Copy exactly the lines from the "of the submerged" line to the end, both included, and nothing else.

Stored data entries
■ ■ ■ ■ ■ ■ ■

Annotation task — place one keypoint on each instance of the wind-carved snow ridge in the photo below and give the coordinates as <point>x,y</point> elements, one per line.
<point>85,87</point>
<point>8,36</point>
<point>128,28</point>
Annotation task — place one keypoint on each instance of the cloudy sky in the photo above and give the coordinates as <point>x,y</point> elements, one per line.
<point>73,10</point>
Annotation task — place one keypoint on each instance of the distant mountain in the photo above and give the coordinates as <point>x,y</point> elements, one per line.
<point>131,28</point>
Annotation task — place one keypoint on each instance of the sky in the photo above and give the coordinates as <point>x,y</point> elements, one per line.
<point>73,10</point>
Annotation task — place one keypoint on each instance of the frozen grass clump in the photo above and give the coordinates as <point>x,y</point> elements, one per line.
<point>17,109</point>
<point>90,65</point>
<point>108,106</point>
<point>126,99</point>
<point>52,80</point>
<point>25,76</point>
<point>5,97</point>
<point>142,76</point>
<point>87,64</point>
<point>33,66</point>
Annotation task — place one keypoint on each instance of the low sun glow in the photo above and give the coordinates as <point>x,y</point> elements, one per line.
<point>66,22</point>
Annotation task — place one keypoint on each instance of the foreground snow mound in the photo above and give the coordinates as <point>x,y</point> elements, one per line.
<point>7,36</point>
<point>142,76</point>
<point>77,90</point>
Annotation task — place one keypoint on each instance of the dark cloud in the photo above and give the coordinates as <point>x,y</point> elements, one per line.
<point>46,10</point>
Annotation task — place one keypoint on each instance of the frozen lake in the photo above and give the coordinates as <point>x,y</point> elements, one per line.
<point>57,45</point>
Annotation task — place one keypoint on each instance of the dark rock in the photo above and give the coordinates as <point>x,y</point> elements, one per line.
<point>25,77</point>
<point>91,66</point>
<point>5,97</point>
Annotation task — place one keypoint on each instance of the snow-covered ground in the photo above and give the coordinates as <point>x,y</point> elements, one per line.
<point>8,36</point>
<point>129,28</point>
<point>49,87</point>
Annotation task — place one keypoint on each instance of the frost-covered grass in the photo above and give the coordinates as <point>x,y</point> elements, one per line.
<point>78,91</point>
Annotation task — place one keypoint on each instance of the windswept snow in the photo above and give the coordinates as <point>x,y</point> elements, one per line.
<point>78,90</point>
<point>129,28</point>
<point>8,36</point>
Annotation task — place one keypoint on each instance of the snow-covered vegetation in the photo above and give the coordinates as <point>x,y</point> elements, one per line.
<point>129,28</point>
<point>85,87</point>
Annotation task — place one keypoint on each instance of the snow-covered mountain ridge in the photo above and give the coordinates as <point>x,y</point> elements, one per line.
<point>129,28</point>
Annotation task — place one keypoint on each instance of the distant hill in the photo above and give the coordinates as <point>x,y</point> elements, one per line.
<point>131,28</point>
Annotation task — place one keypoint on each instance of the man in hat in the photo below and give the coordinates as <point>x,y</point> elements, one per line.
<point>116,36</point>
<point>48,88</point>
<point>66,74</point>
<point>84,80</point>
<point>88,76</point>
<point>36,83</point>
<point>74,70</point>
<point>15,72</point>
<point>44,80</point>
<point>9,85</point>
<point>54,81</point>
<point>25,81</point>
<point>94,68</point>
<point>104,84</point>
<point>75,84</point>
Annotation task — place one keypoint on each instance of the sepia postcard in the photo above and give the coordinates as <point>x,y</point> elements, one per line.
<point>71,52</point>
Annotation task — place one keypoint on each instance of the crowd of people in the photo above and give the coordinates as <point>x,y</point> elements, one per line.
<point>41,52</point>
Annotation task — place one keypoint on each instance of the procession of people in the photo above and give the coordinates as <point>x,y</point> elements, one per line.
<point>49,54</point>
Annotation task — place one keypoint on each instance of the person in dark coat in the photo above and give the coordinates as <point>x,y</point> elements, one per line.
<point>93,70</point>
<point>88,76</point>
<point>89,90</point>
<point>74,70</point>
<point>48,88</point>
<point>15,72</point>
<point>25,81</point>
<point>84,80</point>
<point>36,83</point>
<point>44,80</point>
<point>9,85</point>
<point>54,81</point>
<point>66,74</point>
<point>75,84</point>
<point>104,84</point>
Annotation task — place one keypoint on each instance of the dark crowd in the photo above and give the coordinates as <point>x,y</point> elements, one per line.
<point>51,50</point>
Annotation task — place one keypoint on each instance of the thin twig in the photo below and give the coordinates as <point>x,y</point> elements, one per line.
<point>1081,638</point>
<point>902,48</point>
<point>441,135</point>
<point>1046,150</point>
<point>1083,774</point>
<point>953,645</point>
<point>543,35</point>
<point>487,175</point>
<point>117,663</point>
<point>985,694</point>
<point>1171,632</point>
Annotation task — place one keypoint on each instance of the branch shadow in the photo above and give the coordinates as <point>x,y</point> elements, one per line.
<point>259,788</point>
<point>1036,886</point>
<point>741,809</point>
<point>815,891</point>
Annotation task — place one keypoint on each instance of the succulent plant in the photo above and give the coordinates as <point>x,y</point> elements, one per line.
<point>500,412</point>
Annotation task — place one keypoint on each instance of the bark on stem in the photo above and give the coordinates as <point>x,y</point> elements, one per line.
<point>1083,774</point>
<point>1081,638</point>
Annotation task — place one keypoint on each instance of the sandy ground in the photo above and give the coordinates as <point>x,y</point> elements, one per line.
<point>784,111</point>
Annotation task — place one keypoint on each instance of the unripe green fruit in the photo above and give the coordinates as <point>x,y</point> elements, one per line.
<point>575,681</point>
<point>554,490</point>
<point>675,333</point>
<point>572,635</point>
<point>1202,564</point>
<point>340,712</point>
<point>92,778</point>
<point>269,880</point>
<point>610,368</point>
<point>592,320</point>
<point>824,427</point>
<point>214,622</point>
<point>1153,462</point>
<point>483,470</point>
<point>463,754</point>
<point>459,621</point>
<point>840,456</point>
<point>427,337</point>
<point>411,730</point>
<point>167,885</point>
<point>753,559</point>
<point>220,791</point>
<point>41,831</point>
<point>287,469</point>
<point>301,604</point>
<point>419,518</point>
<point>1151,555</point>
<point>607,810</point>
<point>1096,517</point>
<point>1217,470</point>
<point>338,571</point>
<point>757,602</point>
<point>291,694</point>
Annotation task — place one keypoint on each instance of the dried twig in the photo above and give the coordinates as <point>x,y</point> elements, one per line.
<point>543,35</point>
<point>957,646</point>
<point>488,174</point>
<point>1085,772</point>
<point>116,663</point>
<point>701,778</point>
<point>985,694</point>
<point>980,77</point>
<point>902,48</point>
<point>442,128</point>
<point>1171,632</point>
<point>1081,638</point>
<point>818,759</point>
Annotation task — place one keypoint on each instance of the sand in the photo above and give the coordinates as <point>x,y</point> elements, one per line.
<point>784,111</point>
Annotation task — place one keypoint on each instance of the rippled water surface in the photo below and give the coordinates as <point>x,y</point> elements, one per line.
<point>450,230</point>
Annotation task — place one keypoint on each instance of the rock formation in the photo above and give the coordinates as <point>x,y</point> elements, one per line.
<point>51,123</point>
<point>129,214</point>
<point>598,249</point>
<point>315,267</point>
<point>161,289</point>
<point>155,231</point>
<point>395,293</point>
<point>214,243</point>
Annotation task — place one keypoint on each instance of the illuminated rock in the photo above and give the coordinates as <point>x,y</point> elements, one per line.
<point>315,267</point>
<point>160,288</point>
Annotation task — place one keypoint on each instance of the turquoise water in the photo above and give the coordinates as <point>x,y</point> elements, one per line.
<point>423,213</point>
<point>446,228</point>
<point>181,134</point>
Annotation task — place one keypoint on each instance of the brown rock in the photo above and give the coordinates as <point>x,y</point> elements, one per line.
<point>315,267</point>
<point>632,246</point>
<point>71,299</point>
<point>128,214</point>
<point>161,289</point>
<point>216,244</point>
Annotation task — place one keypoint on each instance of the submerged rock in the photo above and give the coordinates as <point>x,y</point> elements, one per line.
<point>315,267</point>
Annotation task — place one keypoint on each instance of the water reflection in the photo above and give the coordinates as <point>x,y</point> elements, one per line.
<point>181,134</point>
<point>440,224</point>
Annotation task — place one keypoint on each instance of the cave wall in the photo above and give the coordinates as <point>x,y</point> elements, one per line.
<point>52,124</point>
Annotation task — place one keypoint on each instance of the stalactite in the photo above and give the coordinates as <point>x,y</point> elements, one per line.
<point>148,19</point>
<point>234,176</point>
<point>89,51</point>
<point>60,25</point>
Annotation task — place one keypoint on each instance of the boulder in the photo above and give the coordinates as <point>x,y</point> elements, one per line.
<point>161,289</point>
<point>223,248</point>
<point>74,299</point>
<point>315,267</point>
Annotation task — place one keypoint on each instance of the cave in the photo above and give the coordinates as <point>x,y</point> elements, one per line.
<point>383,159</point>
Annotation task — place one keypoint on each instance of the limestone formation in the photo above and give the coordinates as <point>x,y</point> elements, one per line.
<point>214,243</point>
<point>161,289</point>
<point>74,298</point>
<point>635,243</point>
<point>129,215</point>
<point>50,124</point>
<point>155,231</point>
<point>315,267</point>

■ ■ ■ ■ ■ ■ ■

__Expected output__.
Annotation task — place one keypoint on each instance of the submerged rock in the photo above and give the coordinates as <point>x,y</point> elements, one per line.
<point>315,267</point>
Annotation task — place one keypoint on each instance of the water reflection in the photo above and give the coordinates as <point>x,y</point> elements, one per line.
<point>181,134</point>
<point>440,224</point>
Annotation task — place one keypoint on each instance of the cave wall in the photo above and give the coordinates as <point>x,y</point> elements, one per line.
<point>52,124</point>
Annotation task — place one keypoint on each instance of the stalactite in the photo above and give the coordinates as <point>x,y</point> elements, one per line.
<point>148,19</point>
<point>234,176</point>
<point>89,51</point>
<point>60,25</point>
Annotation task — place one keypoint on each instance of the boulder in the photo above and give the coordinates as <point>x,y</point> elements, one per line.
<point>161,289</point>
<point>223,248</point>
<point>74,299</point>
<point>315,267</point>
Annotation task — place one keypoint on each instance of the cave in the photo above and give the coordinates as <point>x,y</point> elements, one per line.
<point>383,159</point>
Annotation task — place one keypoint on each instance of the limestone formation in the photo above and give the coordinates as <point>x,y</point> elements, one per line.
<point>214,243</point>
<point>161,289</point>
<point>74,298</point>
<point>635,243</point>
<point>129,215</point>
<point>50,124</point>
<point>155,231</point>
<point>315,267</point>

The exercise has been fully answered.